Task brief:
Write the next part of the ext4 patch discussion thread, starting right after its last line.

Provided text:
↓↓↓
Patchwork [1/2] ext4: let mpage_submit_io works well when blocksize < pagesize

login
register
mail settings
Submitter Yongqiang Yang
Date Nov. 23, 2011, 9:15 a.m.
Message ID <1322039726-3587-1-git-send-email-xiaoqiangnk@gmail.com>
Download mbox | patch
Permalink /patch/127279/
State Accepted
Headers show

Comments

Yongqiang Yang - Nov. 23, 2011, 9:15 a.m.
If there is a unwritten but clean buffer in a page and there is a dirty buffer
after the buffer, then mpage_submit_io does not write the dirty buffer out.
As a result, da_writepages loops forever.

This patch fixes the problem by checking dirty flag.

Signed-off-by: Yongqiang Yang <xiaoqiangnk@gmail.com>
---
 fs/ext4/inode.c |    7 +++++--
 1 files changed, 5 insertions(+), 2 deletions(-)
Tao Ma - Nov. 26, 2011, 3:08 p.m.
Hi Yongqiang,
On 11/23/2011 05:15 PM, Yongqiang Yang wrote:
> If there is a unwritten but clean buffer in a page and there is a dirty buffer
> after the buffer, then mpage_submit_io does not write the dirty buffer out.
↑↑↑
Data supplied:
↓↓↓
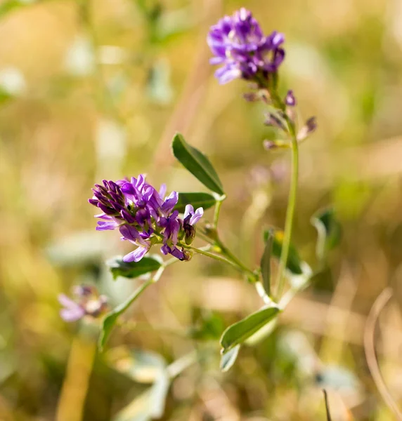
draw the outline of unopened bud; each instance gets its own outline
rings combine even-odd
[[[193,258],[193,253],[190,250],[182,248],[181,251],[183,255],[182,259],[183,262],[188,262],[188,260],[191,260],[191,258]]]
[[[297,133],[297,140],[304,140],[317,128],[316,117],[310,117]]]
[[[265,121],[264,123],[266,126],[271,126],[271,127],[275,127],[276,128],[286,131],[286,126],[282,118],[278,114],[271,112],[266,113],[265,114]]]
[[[188,246],[190,246],[190,244],[191,244],[191,243],[193,243],[193,240],[195,237],[195,233],[196,233],[195,228],[194,227],[193,227],[193,225],[190,225],[190,224],[185,223],[184,224],[184,232],[185,232],[184,239],[185,239],[186,243]]]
↑↑↑
Task output:
> As a result, da_writepages loops forever.
Did you ever meet with this bug or just find it to be a possible bug by
skimming the code? Actually, I can't find a proper way to get a buffer
which can satisfy the check.

Thanks
Tao
> 
> This patch fixes the problem by checking dirty flag.
> 
> Signed-off-by: Yongqiang Yang <xiaoqiangnk@gmail.com>
> ---
>  fs/ext4/inode.c |    7 +++++--
>  1 files changed, 5 insertions(+), 2 deletions(-)
> 
> diff --git a/fs/ext4/inode.c b/fs/ext4/inode.c
> index 755f6c7..20a1d17 100644
> --- a/fs/ext4/inode.c
> +++ b/fs/ext4/inode.c
> @@ -1339,8 +1339,11 @@ static int mpage_da_submit_io(struct mpage_da_data *mpd,
>  					clear_buffer_unwritten(bh);
>  				}
>  
> -				/* skip page if block allocation undone */
> -				if (buffer_delay(bh) || buffer_unwritten(bh))
> +				/*
> +				 * skip page if block allocation undone and
> +				 * block is dirty
> +				 */
> +				if (ext4_bh_delay_or_unwritten(NULL, bh))
>  					skip_page = 1;
>  				bh = bh->b_this_page;
>  				block_start += bh->b_size;


--
To unsubscribe from this list: send the line "unsubscribe linux-ext4" in
the body of a message to majordomo@vger.kernel.org
More majordomo info at  http://vger.kernel.org/majordomo-info.html
Tao Ma - Nov. 26, 2011, 3:22 p.m.
On 11/26/2011 11:13 PM, Yongqiang Yang wrote:
> Hi,
> 
> It can be tested by xfstests 61 or 91, I did not remember which one.
ok, I will try it later. But I still wonder how it happens. See my
comments below.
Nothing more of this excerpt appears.